Problem set:
1. List every parameter name described under "Parameters" in the docstring of the dqn function in the DQN notebook excerpt below.
2. Continue the DQN notebook excerpt below in the same style, starting with the line after "action = agent.act(state, epsilon)" and leaving the listing aside.

Unity Academy name: Academy
        Number of Brains: 1
        Number of External Brains : 1
        Lesson number : 0
        Reset Parameters :
		
Unity brain name: BananaBrain
        Number of Visual Observations (per agent): 0
        Vector Observation space type: continuous
        Vector Observation space size (per agent): 37
        Number of stacked Vector Observation: 1
        Vector Action space type: discrete
        Vector Action space size (per agent): 4
        Vector Action descriptions: , , , 


Environments contain **_brains_** which are responsible for deciding the actions of their associated agents. Here we check for the first brain available, and set it as the default brain we will be controlling from Python.

In [3]:
# get the default brain
brain_name = env.brain_names[0]

### 2. Train DQN Agent

In [4]:
def dqn(agent, env, brain_name, max_n_episodes=2000, max_n_steps=1000,
        epsilon_start=1.0, epsilon_min=0.01, epsilon_decay_rate=0.995):
    """Deep Q-Learning Agent.
    
    Parameters
    ----------
        max_n_episodes : int
            Maximum number of training episodes
        max_n_steps : int
            Maximum number of steps per episode
        epsilon_start : float
            Starting value of epsilon, for epsilon-greedy action selection
        epsilon_min : float)
            Minimum value of epsilon
        epsilon_decay_rate : float
            Multiplicative factor (per episode) for decreasing epsilon
    """
    all_scores = []                      # list of scores from all episodes
    last_100_scores = deque(maxlen=100)  # last 100 scores
    epsilon = epsilon_start              # initialize epsilon
    # loop through episodes
    is_game_over = False
    episode_count = 1
    while not is_game_over:
        # observe state and initialize score
        state = env.reset(train_mode=True)[brain_name].vector_observations[0]
        score = 0
        # loop through steps within each episode
        is_episode_over = False
        step_count = 1
        while not is_episode_over:
            # pick action
            action = agent.act(state, epsilon)

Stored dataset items
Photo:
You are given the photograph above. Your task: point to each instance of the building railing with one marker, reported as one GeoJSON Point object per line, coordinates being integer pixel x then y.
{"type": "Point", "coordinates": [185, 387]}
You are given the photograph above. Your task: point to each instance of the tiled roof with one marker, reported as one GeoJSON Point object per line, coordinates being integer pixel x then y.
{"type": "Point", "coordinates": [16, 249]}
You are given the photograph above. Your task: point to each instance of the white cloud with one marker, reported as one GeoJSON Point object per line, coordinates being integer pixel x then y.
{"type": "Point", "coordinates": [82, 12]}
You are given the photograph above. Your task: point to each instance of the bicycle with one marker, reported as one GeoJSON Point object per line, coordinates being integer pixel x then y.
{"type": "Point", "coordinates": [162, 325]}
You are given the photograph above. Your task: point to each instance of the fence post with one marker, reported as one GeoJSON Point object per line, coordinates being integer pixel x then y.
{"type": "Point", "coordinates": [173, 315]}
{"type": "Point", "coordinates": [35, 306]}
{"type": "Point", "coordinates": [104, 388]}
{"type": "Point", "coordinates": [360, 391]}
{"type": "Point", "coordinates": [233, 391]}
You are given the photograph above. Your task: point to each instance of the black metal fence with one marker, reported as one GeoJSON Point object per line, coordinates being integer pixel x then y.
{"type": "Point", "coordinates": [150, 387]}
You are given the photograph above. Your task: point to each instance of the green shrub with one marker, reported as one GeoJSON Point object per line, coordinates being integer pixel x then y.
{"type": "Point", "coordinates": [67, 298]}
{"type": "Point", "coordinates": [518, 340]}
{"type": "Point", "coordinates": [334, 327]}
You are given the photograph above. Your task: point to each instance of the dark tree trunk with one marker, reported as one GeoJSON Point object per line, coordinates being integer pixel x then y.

In response:
1. max_n_episodes, max_n_steps, epsilon_start, epsilon_min, epsilon_decay_rate

2.
            # observe updated environment, reward and next state
            updated_env = env.step(action)[brain_name]
            next_state = updated_env.vector_observations[0]
            reward = updated_env.rewards[0]
            is_episode_over = updated_env.local_done[0]
            # update next state and add reward from step to episode score
            agent.step(state, action, reward, next_state, is_episode_over)
            state = next_state
            score += reward
            # if episode is over or max_n_steps reached, end loop
            # otherwise, do one more step
            is_episode_over = is_episode_over or (step_count >= max_n_steps)
            step_count += 1
        # anneal epsilon
        epsilon = max(epsilon_min, epsilon_decay_rate*epsilon)
        # keep track of most recent score
        last_100_scores.append(score)
        all_scores.append(score)
        last_100_scores_mean = np.mean(last_100_scores)
        print('\rEpisode {}\tAverage Score: {:.2f}'.format(episode_count, last_100_scores_mean), end="")
        completed_100_episodes = episode_count % 100 == 0
        if completed_100_episodes:
            print('\rEpisode {}\tAverage Score: {:.2f}'.format(episode_count, last_100_scores_mean))
        is_problem_solved = last_100_scores_mean >= 13.0
        if is_problem_solved:
            print('\nEnvironment solved in {:d} episodes!\tAverage Score: {:.2f}'\
                  .format(episode_count, last_100_scores_mean))
            torch.save(agent.qnetwork_local.state_dict(), 'weights.pth')
        # if problem solved or max_n_episodes reached, end loop
        # otherwise, play one more episode
        is_game_over = is_problem_solved or (episode_count >= max_n_episodes)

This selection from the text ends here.